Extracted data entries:

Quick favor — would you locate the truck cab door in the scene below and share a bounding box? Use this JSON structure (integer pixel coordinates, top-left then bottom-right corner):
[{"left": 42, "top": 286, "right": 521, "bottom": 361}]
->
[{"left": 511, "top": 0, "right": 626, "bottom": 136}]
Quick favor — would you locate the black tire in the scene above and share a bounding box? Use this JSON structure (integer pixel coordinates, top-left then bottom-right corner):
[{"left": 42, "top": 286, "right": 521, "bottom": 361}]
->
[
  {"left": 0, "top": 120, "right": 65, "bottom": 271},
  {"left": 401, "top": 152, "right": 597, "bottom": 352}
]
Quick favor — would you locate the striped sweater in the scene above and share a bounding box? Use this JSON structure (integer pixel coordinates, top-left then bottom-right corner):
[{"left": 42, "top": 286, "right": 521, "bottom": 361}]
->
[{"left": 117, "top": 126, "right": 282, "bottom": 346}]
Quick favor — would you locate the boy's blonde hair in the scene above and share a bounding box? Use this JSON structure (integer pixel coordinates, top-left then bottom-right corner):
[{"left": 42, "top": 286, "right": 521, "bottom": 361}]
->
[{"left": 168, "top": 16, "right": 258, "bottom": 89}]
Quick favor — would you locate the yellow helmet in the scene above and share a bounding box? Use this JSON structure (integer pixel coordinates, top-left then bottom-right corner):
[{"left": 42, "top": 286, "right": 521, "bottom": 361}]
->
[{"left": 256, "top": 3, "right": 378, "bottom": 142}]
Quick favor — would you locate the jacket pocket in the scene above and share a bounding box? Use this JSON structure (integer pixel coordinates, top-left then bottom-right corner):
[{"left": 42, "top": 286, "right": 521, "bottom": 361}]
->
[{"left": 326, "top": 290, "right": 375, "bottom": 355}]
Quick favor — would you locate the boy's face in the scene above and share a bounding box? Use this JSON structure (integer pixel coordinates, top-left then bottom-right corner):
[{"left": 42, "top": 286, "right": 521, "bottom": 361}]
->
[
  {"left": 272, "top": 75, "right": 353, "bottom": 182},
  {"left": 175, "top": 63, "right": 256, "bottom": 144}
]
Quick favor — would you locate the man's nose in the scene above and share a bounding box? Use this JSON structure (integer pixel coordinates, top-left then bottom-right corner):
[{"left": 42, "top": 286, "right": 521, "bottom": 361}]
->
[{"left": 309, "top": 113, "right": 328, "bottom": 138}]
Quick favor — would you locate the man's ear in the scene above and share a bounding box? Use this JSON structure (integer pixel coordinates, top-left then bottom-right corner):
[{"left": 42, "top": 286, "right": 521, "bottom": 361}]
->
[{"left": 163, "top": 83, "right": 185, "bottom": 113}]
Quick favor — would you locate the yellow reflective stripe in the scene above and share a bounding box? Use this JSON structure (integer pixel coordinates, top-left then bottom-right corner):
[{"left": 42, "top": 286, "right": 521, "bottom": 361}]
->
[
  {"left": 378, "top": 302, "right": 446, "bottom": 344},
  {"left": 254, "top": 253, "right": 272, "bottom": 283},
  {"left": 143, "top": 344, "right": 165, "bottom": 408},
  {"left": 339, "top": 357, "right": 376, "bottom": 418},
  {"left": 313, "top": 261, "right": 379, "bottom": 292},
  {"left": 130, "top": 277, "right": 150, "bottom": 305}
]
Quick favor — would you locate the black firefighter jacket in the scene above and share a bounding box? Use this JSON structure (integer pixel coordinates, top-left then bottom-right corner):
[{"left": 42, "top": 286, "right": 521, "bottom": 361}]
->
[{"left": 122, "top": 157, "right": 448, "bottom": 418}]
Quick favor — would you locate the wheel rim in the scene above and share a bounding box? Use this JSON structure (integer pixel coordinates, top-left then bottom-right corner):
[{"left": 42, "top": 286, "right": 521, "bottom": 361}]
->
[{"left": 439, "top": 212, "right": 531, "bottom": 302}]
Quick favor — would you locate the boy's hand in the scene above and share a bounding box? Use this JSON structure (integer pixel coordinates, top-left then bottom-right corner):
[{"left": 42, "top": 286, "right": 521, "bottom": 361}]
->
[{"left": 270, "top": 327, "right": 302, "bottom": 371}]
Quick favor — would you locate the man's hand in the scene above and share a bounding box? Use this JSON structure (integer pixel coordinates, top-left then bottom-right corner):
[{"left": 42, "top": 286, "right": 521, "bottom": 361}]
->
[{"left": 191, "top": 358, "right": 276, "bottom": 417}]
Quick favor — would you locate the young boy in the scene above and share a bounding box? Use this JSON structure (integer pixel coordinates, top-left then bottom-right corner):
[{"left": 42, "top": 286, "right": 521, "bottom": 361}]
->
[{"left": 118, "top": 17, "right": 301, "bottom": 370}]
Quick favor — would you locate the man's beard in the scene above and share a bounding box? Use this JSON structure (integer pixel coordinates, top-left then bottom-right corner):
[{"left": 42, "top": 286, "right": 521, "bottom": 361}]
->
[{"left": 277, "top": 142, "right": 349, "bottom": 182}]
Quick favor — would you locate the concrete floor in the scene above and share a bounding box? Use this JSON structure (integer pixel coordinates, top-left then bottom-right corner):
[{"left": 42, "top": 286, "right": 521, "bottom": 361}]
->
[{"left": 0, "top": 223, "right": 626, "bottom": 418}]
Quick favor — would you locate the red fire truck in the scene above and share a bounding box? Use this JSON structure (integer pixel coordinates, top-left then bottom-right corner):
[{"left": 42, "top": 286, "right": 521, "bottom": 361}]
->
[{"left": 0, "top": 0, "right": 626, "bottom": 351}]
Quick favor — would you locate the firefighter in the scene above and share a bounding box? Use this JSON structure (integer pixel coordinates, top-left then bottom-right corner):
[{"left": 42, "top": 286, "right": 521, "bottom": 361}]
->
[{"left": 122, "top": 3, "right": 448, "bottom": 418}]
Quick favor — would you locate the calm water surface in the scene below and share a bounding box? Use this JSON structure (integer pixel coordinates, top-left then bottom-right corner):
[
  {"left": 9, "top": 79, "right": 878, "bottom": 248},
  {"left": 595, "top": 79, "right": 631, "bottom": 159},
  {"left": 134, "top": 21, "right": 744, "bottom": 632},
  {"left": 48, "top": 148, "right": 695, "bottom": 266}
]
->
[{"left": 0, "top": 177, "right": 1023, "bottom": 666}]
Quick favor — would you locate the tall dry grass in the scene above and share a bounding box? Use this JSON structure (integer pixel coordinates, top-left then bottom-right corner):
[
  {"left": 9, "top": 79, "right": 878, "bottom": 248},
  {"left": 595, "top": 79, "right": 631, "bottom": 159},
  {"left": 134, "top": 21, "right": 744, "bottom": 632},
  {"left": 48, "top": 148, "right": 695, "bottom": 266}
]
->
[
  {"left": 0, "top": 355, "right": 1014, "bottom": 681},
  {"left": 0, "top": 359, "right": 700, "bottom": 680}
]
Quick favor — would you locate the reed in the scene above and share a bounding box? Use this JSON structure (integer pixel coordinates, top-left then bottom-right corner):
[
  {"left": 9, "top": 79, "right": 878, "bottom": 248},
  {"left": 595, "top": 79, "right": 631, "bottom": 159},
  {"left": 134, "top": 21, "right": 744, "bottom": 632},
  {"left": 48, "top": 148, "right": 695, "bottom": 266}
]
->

EXERCISE INSTRUCTIONS: Each line in the material above must be retyped without alteration.

THE SOLUTION:
Quick favor — would you locate the truck cab door in the scene below and share a bounding box? Use this JSON structure (integer pixel coordinates, top-left then bottom-right corner):
[{"left": 42, "top": 286, "right": 521, "bottom": 361}]
->
[{"left": 511, "top": 0, "right": 626, "bottom": 136}]
Quick favor — would you locate the black tire in the scene above and share a bounding box? Use this JSON structure (integer pixel coordinates, top-left then bottom-right corner):
[{"left": 42, "top": 286, "right": 521, "bottom": 361}]
->
[
  {"left": 0, "top": 120, "right": 65, "bottom": 271},
  {"left": 401, "top": 152, "right": 597, "bottom": 352}
]
Quick favor — would you locate the striped sweater in the scene above and share a bounding box? Use this JSON structure (integer pixel coordinates, top-left then bottom-right corner):
[{"left": 42, "top": 286, "right": 521, "bottom": 361}]
->
[{"left": 117, "top": 126, "right": 282, "bottom": 346}]
Quick favor — would you locate the boy's blonde hair in the scene above and share a bounding box? Use this JSON structure (integer pixel coordinates, top-left then bottom-right corner):
[{"left": 42, "top": 286, "right": 521, "bottom": 361}]
->
[{"left": 168, "top": 16, "right": 258, "bottom": 89}]
Quick favor — would you locate the yellow helmet in the scene above and share a bounding box? Use this JSON structure (integer pixel coordinates, top-left then bottom-right corner):
[{"left": 42, "top": 286, "right": 521, "bottom": 361}]
->
[{"left": 256, "top": 3, "right": 378, "bottom": 142}]
Quick favor — would you locate the jacket pocket in the scene above and share a bounding box? Use this JSON structure (integer pixel coordinates, top-left then bottom-right corner):
[{"left": 42, "top": 286, "right": 521, "bottom": 361}]
->
[{"left": 326, "top": 290, "right": 375, "bottom": 355}]
Quick favor — would you locate the boy's face in the scene above and share a bounding box? Use this JSON structure (integer pixel coordinates, top-left then bottom-right corner):
[{"left": 42, "top": 286, "right": 521, "bottom": 361}]
->
[
  {"left": 272, "top": 75, "right": 353, "bottom": 182},
  {"left": 175, "top": 63, "right": 256, "bottom": 144}
]
Quick favor — would you locate the man's nose in the scene above and share a bounding box? Use this JSON structure (integer pixel coordinates, top-left then bottom-right corner):
[{"left": 42, "top": 286, "right": 521, "bottom": 361}]
->
[{"left": 309, "top": 113, "right": 328, "bottom": 138}]
Quick favor — would you locate the man's ear in the scene above and share a bounding box? Use this JSON structure (integer pixel coordinates, top-left then bottom-right corner):
[{"left": 42, "top": 286, "right": 521, "bottom": 361}]
->
[{"left": 163, "top": 83, "right": 185, "bottom": 113}]
Quick favor — would you locate the yellow reflective stripe in the scene above and share a bounding box? Use this JSON structure (integer pixel coordinates, top-left then bottom-right corner):
[{"left": 42, "top": 286, "right": 521, "bottom": 361}]
->
[
  {"left": 378, "top": 302, "right": 446, "bottom": 344},
  {"left": 254, "top": 253, "right": 272, "bottom": 283},
  {"left": 143, "top": 344, "right": 165, "bottom": 408},
  {"left": 339, "top": 357, "right": 376, "bottom": 418},
  {"left": 313, "top": 261, "right": 379, "bottom": 292},
  {"left": 130, "top": 277, "right": 150, "bottom": 305}
]
Quick favor — would you locate the black firefighter jacket in the scene above and share a bounding box? Use this JSON structure (integer pixel coordinates, top-left then bottom-right corner):
[{"left": 42, "top": 286, "right": 521, "bottom": 361}]
->
[{"left": 122, "top": 157, "right": 448, "bottom": 418}]
Quick favor — would you locate the wheel rim in the scene above and share a bounding box? Use this JSON structure (integer pixel coordinates, top-left then bottom-right corner):
[{"left": 42, "top": 286, "right": 521, "bottom": 361}]
->
[{"left": 439, "top": 212, "right": 531, "bottom": 302}]
Quick favor — would you locate the boy's hand in the scene above and share a bounding box? Use this JSON structure (integer pixel coordinates, top-left then bottom-right corner):
[{"left": 42, "top": 286, "right": 521, "bottom": 361}]
->
[{"left": 270, "top": 327, "right": 302, "bottom": 371}]
Quick favor — would you locate the man's hand in the scene above and share a bounding box? Use this JSON structure (integer pixel coordinates, top-left then bottom-right corner):
[{"left": 42, "top": 286, "right": 521, "bottom": 361}]
->
[{"left": 191, "top": 358, "right": 276, "bottom": 417}]
Quick favor — would you locate the young boy in the scene above and share a bounding box? Use this JSON structure (integer pixel coordinates, top-left then bottom-right corner):
[{"left": 42, "top": 286, "right": 521, "bottom": 361}]
->
[{"left": 118, "top": 17, "right": 301, "bottom": 370}]
Quick favor — would you locate the man's beard in the scene above and share a bounding box? Use this JSON structure (integer pixel coordinates, top-left then bottom-right corner):
[{"left": 42, "top": 286, "right": 521, "bottom": 361}]
->
[{"left": 277, "top": 142, "right": 349, "bottom": 182}]
Quick favor — would you locate the concrete floor in the scene above and share a bounding box? Use this JSON structure (integer pixel coordinates, top-left then bottom-right corner):
[{"left": 42, "top": 286, "right": 521, "bottom": 361}]
->
[{"left": 0, "top": 223, "right": 626, "bottom": 418}]
Quick favor — would you locate the red fire truck in the scene above and share a bounding box? Use this JSON structure (integer pixel coordinates, top-left then bottom-right corner):
[{"left": 42, "top": 286, "right": 521, "bottom": 361}]
->
[{"left": 0, "top": 0, "right": 626, "bottom": 351}]
Quick favor — would you locate the firefighter in the scene above and share a bounding box? Use this JSON structure (integer pixel coordinates, top-left then bottom-right corner):
[{"left": 42, "top": 286, "right": 521, "bottom": 361}]
->
[{"left": 122, "top": 3, "right": 448, "bottom": 418}]
Quick favor — would you locate the calm water surface in the scene below and share a bounding box? Use this JSON structure (integer pixel coordinates, top-left then bottom-right corner):
[
  {"left": 9, "top": 79, "right": 878, "bottom": 248},
  {"left": 595, "top": 79, "right": 631, "bottom": 159},
  {"left": 134, "top": 21, "right": 744, "bottom": 632},
  {"left": 48, "top": 148, "right": 695, "bottom": 266}
]
->
[{"left": 0, "top": 177, "right": 1023, "bottom": 666}]
Quick favor — would you locate the tall dry grass in the scene above and share a bounding box? Use this JSON structure (integer pixel coordinates, top-left then bottom-right corner):
[
  {"left": 9, "top": 79, "right": 878, "bottom": 248},
  {"left": 595, "top": 79, "right": 631, "bottom": 159},
  {"left": 134, "top": 21, "right": 744, "bottom": 632},
  {"left": 48, "top": 148, "right": 695, "bottom": 266}
]
->
[
  {"left": 0, "top": 355, "right": 1014, "bottom": 681},
  {"left": 0, "top": 359, "right": 700, "bottom": 680}
]
Quick favor — would you locate the reed in the scene above and share a bounding box? Use this JSON structure (integer pixel coordinates, top-left then bottom-right corner):
[
  {"left": 9, "top": 79, "right": 878, "bottom": 248},
  {"left": 595, "top": 79, "right": 631, "bottom": 159},
  {"left": 134, "top": 21, "right": 744, "bottom": 632},
  {"left": 48, "top": 148, "right": 695, "bottom": 266}
]
->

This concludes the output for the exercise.